— begin —

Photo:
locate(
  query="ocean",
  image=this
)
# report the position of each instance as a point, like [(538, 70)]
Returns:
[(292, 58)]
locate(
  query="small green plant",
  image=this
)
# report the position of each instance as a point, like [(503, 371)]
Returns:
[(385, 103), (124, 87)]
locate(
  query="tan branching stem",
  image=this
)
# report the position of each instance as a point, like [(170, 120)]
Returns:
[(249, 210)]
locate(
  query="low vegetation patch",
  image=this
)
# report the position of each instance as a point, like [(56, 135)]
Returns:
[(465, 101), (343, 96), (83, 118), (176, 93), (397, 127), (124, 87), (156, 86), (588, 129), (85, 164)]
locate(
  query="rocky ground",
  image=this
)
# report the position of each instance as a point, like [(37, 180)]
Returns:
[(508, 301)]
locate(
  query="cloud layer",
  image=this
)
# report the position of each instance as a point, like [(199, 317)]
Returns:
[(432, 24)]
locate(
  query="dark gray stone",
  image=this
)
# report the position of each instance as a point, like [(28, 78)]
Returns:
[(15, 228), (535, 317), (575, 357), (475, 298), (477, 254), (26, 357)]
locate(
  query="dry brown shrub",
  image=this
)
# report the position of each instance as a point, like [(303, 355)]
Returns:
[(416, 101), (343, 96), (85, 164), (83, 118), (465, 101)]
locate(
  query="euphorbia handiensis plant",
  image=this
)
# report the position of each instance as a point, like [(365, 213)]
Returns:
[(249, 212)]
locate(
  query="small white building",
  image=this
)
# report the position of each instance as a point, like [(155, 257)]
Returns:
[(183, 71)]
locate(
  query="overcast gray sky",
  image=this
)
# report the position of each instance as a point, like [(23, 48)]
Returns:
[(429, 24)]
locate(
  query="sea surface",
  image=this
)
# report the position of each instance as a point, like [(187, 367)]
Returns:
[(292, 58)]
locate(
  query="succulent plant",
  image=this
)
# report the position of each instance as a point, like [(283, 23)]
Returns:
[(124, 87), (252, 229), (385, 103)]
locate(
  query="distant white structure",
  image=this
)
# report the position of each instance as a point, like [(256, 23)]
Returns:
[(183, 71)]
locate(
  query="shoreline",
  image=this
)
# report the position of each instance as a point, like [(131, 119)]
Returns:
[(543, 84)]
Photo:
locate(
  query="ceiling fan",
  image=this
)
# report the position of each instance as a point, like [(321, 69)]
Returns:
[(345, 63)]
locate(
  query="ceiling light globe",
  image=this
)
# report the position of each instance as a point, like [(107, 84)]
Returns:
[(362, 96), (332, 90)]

— end —

EXERCISE DIRECTIONS — Copy all of the entries above line for line, changing nothing.

THE RESPONSE —
Photo:
locate(
  query="ocean",
  image=this
)
# report the position of each instance as a point, like [(538, 70)]
Returns:
[(292, 58)]
locate(
  query="small green plant",
  image=this
)
# report the position of each instance as a point, like [(503, 371)]
Returns:
[(385, 103), (124, 87)]
locate(
  query="tan branching stem",
  image=this
)
# report the position of each instance as a point, like [(170, 120)]
Returns:
[(249, 210)]
locate(
  query="low vegetation patch",
  image=this
)
# report the position of each instance as a point, like [(56, 135)]
Returns:
[(465, 101), (343, 96), (83, 118), (176, 93), (397, 127), (124, 87), (156, 86), (588, 129), (85, 164)]
locate(
  query="rocky ground",
  image=this
)
# report the position of each instance as a point, like [(37, 180)]
Returns:
[(508, 301)]
locate(
  query="cloud layer",
  image=this
)
# report the position of each instance as a point, like [(199, 317)]
Returns:
[(432, 24)]
locate(
  query="dark gray stone",
  image=this
)
# report the position of each instance as a point, like [(28, 78)]
Returns:
[(15, 228), (535, 317), (575, 357), (475, 298), (477, 254), (26, 357)]
locate(
  query="dry brown shrub",
  image=this
)
# report the position of each instance as a point, like [(303, 355)]
Returns:
[(416, 101), (343, 96), (85, 164), (83, 118), (465, 101)]
locate(
  query="euphorbia handiensis plant",
  image=this
)
# report the position of each instance as a point, like [(365, 213)]
Returns:
[(249, 212)]
locate(
  query="small white building",
  image=this
)
# report the position of each instance as a point, like [(155, 257)]
Returns:
[(183, 71)]
locate(
  query="overcast gray sky",
  image=this
)
# report the position of each instance as a point, like [(23, 48)]
Returns:
[(429, 24)]
locate(
  query="sea surface",
  image=this
)
# report the position of each instance as a point, like [(187, 367)]
Returns:
[(292, 58)]
locate(
  query="succulent plant",
  image=this
)
# report the position of each instance as a point, like [(283, 23)]
Returns:
[(124, 87), (252, 229), (385, 103)]
locate(
  query="distant white structure",
  image=this
)
# report the position of each instance as a point, like [(256, 23)]
Returns:
[(183, 71)]
locate(
  query="shoreline",
  image=this
)
# report the position of each instance as a point, like [(131, 119)]
Returns:
[(543, 84)]
Photo:
locate(
  query="ceiling fan",
  image=this
)
# report the position of each instance as a point, like [(321, 69)]
Returns:
[(345, 63)]
locate(
  query="ceiling light globe",
  image=this
)
# report the position of each instance as a point, like [(107, 84)]
Returns:
[(362, 96), (332, 90)]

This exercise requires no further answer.